- _Text excerpt_:
KENNEDY, C.J., authored the opinion of the court, which HENDRICKSON, DEWINE, DETERS, HAWKINS, and SMITH, JJ., joined. BRUNNER, J., concurred in part and dissented in part, with an opinion. ROBERT A. HENDRICKSON, J., of the Twelfth District Court of Appeals, sitting for FISCHER, J. JASON P. SMITH, J., of the Fourth District Court of Appeals, sitting for SHANAHAN, J.
KENNEDY, C.J. {¶ 1} This discretionary appeal from the First District Court of Appeals presents the question whether to adopt Section 124(1) of the Restatement (First) of Security (1941), which states that a creditor has a duty to disclose facts that materially increase a surety’s risk when those facts are not known by the surety at the time an obligation is incurred. {¶ 2} Ohio does not recognize the Restatement’s view that a creditor has an affirmative duty to disclose facts that materially increase risk to a surety. Rather, under Ohio’s well-established contract law, each party is presumed to have the opportunity to ascertain relevant facts available to other similarly situated parties and neither party has a duty to reveal material information to the other unless a relationship of special trust or confidence is established between the parties. And regardless of whether a party to an agreement is a surety, there is still no duty to disclose. {¶ 3} The First District, in its reversal of the trial court’s grant of summary judgment in favor of appellant, Huntington National Bank (“Huntington” or “the bank”), held that the bank owed appellee, Raymond Schneider, a duty to disclose facts that materially increased Schneider’s risk that were unknown to Schneider at the time he signed a guaranty agreement with the bank. We disagree: the bank had no duty to disclose facts that materially increased risk to Schneider when the parties entered into the guaranty agreement.

- _Material provided_:
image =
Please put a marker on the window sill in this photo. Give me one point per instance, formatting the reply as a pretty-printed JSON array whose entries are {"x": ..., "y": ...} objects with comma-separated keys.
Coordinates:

- _The task_: Copy out the stretch of the court opinion from "KENNEDY, C.J., authored" through "for SHANAHAN, J.". The data has no connection to the court opinion.

- _Problem solution_:
KENNEDY, C.J., authored the opinion of the court, which HENDRICKSON, DEWINE, DETERS, HAWKINS, and SMITH, JJ., joined. BRUNNER, J., concurred in part and dissented in part, with an opinion. ROBERT A. HENDRICKSON, J., of the Twelfth District Court of Appeals, sitting for FISCHER, J. JASON P. SMITH, J., of the Fourth District Court of Appeals, sitting for SHANAHAN, J.